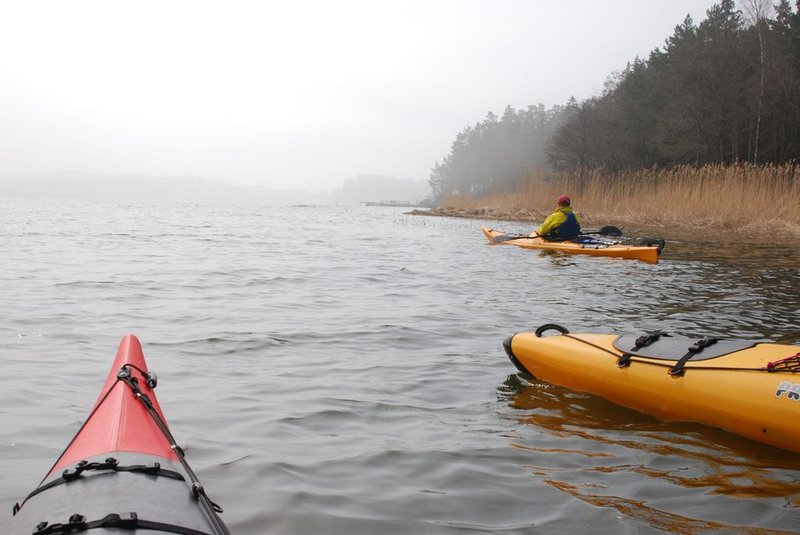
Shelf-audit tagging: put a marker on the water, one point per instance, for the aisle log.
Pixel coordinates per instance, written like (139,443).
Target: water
(340,370)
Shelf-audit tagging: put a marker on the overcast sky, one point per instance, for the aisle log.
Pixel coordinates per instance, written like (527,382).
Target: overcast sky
(296,93)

+ + + + + + +

_Required action_
In the entries above, find each line containing the string "coordinates" and copy it.

_Exercise output_
Pixel coordinates per instance, written like (139,443).
Pixel coordinates per instance, written like (527,382).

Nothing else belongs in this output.